SOURCE TEXT »
>>>>>

An estate worker who is unable to show 75% attendance will
receive a wage of Rs. 190 per month during 2006 to 2008 in real
terms far below what she was paid in 1993. Of this wage Rs. 20
is arbitrarily called a Price Share supplement and like the
attendance incentive not considered for consequential benefits
like provident fund. A variable price share supplement which
provided workers with a small increment in wages (between Rs.
5-15 for tea workers and Rs. 20-30 for rubber workers) with rise
in commodity prices has been removed this time.
Further the collective agreement which expires
in December 2008 will keep estate wages constant for over two
years ensuring that estate workers will plunge into even deeper
poverty by then given current rates of inflation.
Poverty in the estates can be directly ascribed
to the strategy of estate management to keep wages at
subsistence levels - a strategy which has the dual purpose of
keeping profits up and of weakening the estate workers ability
to fight for a living wage.
The shameless part of the story is that estate
management is controlled by some of the biggest corporate
players in Sri Lankan business - Aitken Spence, Hayleys, Forbes,
James Finlay, Lankem, Mackwoods and Richard Pieris to name a
few.
The claim by management companies that if they
pay workers a living wage, the industry would be plagued with
losses and its future doomed is totally unacceptable given
questionable practices in transferring estate funds through
inordinately high management fees and unmonitored transactions
between estates and companies within the same group.
The companies portrayed themselves as having the
management expertise to transform the industry and the sector
into a mainstay of national development. Government policy of
reducing tea export taxes and welfare expenditure prior to
privatisation itself contributed to improve profit margins in
the estate sector. But sadly, private sector management
expertise cannot visualise any strategy for the upliftment of
the industry without pauperizing its workers.
Taxes on the export of tea were greatly reduced
when ad valorem taxes were removed shortly before privatization.
Estate welfare which was a function, although ineptly carried
out, of the corporations which ran the estates was transferred
with privatization to a state promoted Welfare Trust largely
funded by foreign agencies with hardly any contribution from
plantation companies.
Plantation companies often complain of their
inability to convince workers and trade unions of the need to
improve labour productivity and thereby increase estate wages.
How has the productivity of tea estates fared with privatization
? The average yield per hectare rose from around 1300 kg per
hectare prior to 1992 (discounting years affected by drought and
political turmoils) to 1645 kg per hectare in 2005, an increase
of 27%. Tea production of 232 million kg in 1992 was enhanced by
33% to 310 million kg in 2002. Worker’s plucking norms have been
arbitrarily increased by about 14% after privatization. The
number of workers per hectare of tea has been reduced from 3.15
to 2.75 since 1992 contributing to the observation in the World
Bank report that the average number of income earners in estate
households had fallen from 2.3 to 1.7 between 1996 and 2004.
Nobody can deny that there has been a remarkable increase in
productivity in the plantations. Unfortunately the poor estate
worker’s contribution to improved productivity is ignored and
she is denied any share of the additional surplus generated, a
surplus that is voraciously devoured by a management forced by
the stock market to constantly embellish its balance sheets.
Sri Lanka’s corporate sector takes great pride
in reporting projects which reflect its corporate social
responsibility. It is indeed ironic that estate management
companies upholding a policy of maintaining estate workers in
abject poverty are permitted to sanctimoniously claim their
corporate social responsibility with the widest possible
publicity through a few such projects. On the other hand, it may
not be so ironic, and may merely reflect the twisted thinking of
corporate Sri Lanka which only a few years ago made its
first-ever award for corporate social responsibility to a
company best known for its manufacturing and aggressive
marketing of products contributing to disease and death.

<<<<<

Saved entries
>>>>>

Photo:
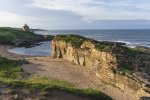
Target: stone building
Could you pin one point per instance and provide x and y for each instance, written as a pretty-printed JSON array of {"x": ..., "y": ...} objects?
[{"x": 26, "y": 28}]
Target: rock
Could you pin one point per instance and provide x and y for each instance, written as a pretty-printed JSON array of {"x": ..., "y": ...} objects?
[
  {"x": 104, "y": 64},
  {"x": 26, "y": 28}
]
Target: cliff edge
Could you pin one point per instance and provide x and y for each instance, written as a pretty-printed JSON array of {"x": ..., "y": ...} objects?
[{"x": 112, "y": 62}]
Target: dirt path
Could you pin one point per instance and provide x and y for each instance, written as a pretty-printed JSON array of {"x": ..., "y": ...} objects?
[
  {"x": 64, "y": 70},
  {"x": 78, "y": 75}
]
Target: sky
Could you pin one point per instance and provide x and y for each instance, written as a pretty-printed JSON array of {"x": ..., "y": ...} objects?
[{"x": 76, "y": 14}]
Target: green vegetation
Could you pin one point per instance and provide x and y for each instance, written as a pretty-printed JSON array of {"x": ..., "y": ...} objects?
[
  {"x": 9, "y": 35},
  {"x": 12, "y": 74}
]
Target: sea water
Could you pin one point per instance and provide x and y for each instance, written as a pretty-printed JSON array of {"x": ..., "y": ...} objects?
[{"x": 132, "y": 37}]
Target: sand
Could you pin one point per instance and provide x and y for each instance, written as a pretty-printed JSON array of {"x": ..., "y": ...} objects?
[{"x": 64, "y": 70}]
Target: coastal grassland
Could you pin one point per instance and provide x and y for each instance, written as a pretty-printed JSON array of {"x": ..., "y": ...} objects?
[
  {"x": 12, "y": 74},
  {"x": 9, "y": 35}
]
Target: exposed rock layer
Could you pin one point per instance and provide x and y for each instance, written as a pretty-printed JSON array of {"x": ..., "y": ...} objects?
[{"x": 106, "y": 65}]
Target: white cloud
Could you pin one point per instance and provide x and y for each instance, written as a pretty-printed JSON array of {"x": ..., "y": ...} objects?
[
  {"x": 17, "y": 20},
  {"x": 91, "y": 10}
]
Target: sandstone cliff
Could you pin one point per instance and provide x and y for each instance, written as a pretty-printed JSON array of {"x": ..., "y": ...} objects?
[{"x": 112, "y": 62}]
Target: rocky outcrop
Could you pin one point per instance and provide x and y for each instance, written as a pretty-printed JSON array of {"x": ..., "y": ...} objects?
[
  {"x": 27, "y": 42},
  {"x": 111, "y": 62}
]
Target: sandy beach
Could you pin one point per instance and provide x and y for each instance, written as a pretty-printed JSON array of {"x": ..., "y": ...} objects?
[{"x": 64, "y": 70}]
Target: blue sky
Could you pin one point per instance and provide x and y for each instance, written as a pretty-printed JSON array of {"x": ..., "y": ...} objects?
[{"x": 76, "y": 14}]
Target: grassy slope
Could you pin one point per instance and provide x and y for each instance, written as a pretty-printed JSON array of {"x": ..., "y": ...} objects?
[
  {"x": 8, "y": 35},
  {"x": 12, "y": 74}
]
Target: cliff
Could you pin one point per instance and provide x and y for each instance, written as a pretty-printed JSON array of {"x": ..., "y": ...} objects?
[{"x": 112, "y": 62}]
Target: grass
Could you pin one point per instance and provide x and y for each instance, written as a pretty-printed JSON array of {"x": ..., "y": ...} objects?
[
  {"x": 9, "y": 35},
  {"x": 11, "y": 73}
]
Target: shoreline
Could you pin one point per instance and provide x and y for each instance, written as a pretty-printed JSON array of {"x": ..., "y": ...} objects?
[{"x": 64, "y": 70}]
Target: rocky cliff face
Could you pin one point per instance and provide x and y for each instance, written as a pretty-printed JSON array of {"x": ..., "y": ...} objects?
[{"x": 108, "y": 63}]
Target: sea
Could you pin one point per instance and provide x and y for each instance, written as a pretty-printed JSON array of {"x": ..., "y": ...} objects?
[{"x": 132, "y": 38}]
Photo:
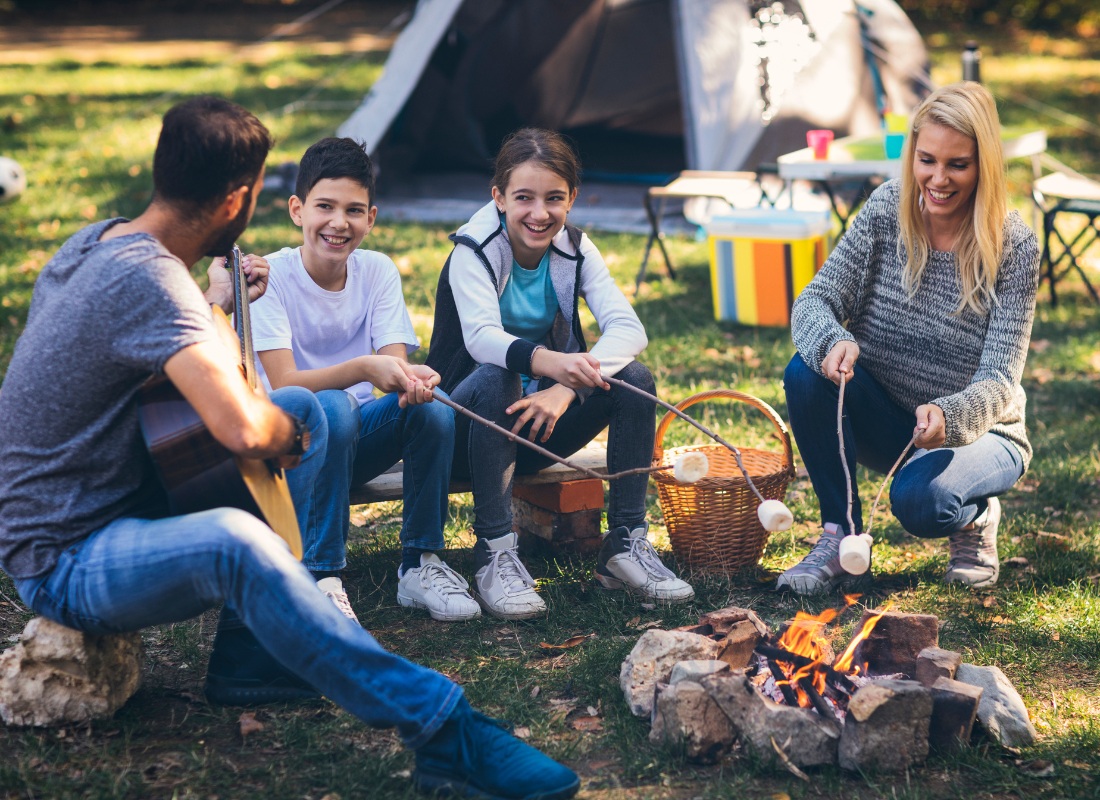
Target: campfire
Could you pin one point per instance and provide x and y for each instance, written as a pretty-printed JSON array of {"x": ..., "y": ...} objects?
[
  {"x": 890, "y": 697},
  {"x": 798, "y": 669}
]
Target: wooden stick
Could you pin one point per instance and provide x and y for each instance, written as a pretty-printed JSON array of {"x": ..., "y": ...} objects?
[
  {"x": 690, "y": 420},
  {"x": 542, "y": 451}
]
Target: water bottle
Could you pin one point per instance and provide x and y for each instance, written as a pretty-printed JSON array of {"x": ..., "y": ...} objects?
[{"x": 971, "y": 62}]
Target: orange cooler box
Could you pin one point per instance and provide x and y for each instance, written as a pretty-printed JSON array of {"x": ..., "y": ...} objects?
[{"x": 761, "y": 259}]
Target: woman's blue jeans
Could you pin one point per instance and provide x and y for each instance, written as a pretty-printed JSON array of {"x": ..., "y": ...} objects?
[
  {"x": 933, "y": 494},
  {"x": 140, "y": 572},
  {"x": 364, "y": 441},
  {"x": 491, "y": 460}
]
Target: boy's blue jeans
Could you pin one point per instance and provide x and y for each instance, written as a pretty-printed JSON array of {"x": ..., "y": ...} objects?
[
  {"x": 364, "y": 441},
  {"x": 933, "y": 494},
  {"x": 139, "y": 572}
]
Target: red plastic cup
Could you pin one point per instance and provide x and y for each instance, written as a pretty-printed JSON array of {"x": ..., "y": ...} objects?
[{"x": 820, "y": 141}]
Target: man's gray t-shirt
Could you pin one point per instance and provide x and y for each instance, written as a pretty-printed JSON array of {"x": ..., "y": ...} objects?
[{"x": 103, "y": 317}]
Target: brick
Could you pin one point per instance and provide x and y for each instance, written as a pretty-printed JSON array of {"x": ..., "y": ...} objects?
[
  {"x": 546, "y": 530},
  {"x": 564, "y": 496}
]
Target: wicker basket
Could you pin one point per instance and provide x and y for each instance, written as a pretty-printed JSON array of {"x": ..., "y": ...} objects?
[{"x": 713, "y": 523}]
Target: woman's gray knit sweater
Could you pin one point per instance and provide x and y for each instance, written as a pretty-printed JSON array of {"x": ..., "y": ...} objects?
[{"x": 919, "y": 349}]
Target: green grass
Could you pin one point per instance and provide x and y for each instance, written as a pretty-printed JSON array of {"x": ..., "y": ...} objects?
[{"x": 85, "y": 132}]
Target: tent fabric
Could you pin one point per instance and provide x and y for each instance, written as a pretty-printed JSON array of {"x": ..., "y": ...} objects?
[{"x": 650, "y": 86}]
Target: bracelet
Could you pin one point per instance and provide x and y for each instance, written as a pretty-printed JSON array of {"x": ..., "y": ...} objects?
[{"x": 530, "y": 362}]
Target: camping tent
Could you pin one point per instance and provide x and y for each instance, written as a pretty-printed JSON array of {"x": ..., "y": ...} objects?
[{"x": 642, "y": 86}]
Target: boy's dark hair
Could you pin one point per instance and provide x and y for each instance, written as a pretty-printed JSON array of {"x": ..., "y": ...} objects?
[
  {"x": 334, "y": 159},
  {"x": 547, "y": 149},
  {"x": 208, "y": 146}
]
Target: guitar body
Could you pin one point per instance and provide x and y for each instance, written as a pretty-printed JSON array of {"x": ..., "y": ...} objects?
[{"x": 198, "y": 472}]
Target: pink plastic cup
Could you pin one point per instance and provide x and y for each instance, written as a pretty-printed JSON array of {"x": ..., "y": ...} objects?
[{"x": 820, "y": 141}]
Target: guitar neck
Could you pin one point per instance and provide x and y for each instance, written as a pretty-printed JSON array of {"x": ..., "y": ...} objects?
[{"x": 241, "y": 318}]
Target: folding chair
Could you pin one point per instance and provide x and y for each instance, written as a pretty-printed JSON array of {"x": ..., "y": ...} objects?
[
  {"x": 1058, "y": 195},
  {"x": 728, "y": 186}
]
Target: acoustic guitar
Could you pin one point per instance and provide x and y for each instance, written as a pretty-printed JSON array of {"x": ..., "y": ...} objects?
[{"x": 196, "y": 470}]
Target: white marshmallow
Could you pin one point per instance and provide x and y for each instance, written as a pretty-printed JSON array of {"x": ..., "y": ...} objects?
[
  {"x": 691, "y": 467},
  {"x": 856, "y": 554},
  {"x": 774, "y": 515}
]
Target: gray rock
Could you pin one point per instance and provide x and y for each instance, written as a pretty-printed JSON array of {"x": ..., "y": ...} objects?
[
  {"x": 685, "y": 715},
  {"x": 954, "y": 709},
  {"x": 651, "y": 661},
  {"x": 806, "y": 738},
  {"x": 57, "y": 676},
  {"x": 695, "y": 670},
  {"x": 887, "y": 726},
  {"x": 933, "y": 662},
  {"x": 1001, "y": 711},
  {"x": 895, "y": 640}
]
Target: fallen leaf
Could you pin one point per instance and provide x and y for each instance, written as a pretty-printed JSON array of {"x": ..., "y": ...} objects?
[
  {"x": 587, "y": 723},
  {"x": 571, "y": 642},
  {"x": 249, "y": 724},
  {"x": 1036, "y": 768}
]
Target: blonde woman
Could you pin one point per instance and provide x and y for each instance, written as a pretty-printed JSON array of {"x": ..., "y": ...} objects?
[{"x": 925, "y": 307}]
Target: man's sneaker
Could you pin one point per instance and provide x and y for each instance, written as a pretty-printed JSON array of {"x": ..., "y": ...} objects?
[
  {"x": 473, "y": 756},
  {"x": 820, "y": 571},
  {"x": 627, "y": 560},
  {"x": 974, "y": 552},
  {"x": 505, "y": 588},
  {"x": 436, "y": 587},
  {"x": 333, "y": 590},
  {"x": 242, "y": 672}
]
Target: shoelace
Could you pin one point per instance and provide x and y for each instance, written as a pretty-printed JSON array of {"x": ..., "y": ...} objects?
[
  {"x": 513, "y": 574},
  {"x": 825, "y": 550},
  {"x": 442, "y": 579},
  {"x": 342, "y": 603},
  {"x": 644, "y": 554}
]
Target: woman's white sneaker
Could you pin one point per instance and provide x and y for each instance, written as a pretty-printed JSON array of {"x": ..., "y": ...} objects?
[
  {"x": 504, "y": 587},
  {"x": 627, "y": 560},
  {"x": 436, "y": 587}
]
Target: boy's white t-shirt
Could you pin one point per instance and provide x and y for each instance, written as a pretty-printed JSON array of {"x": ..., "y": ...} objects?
[{"x": 325, "y": 328}]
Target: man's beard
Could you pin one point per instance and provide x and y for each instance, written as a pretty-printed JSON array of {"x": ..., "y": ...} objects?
[{"x": 227, "y": 238}]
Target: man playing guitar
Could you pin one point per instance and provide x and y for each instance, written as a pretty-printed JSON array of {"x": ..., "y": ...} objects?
[{"x": 85, "y": 529}]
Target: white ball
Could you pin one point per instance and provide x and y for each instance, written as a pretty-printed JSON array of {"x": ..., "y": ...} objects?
[
  {"x": 12, "y": 179},
  {"x": 691, "y": 467},
  {"x": 774, "y": 515},
  {"x": 856, "y": 554}
]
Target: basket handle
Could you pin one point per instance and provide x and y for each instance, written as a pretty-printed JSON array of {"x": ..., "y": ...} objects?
[{"x": 782, "y": 433}]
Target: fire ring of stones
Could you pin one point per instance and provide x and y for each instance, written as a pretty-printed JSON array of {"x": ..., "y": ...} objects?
[{"x": 882, "y": 704}]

<<<<<

TASK INSTRUCTIONS »
**A)** Write out the passage on estate wages from the words "Estate welfare which" through the words "plantation companies.".
**B)** In the passage on estate wages, what average yield per hectare did tea estates reach in 2005?

ANSWERS TO THE TASKS »
**A)**
Estate welfare which was a function, although ineptly carried
out, of the corporations which ran the estates was transferred
with privatization to a state promoted Welfare Trust largely
funded by foreign agencies with hardly any contribution from
plantation companies.

**B)** 1645 kg per hectare.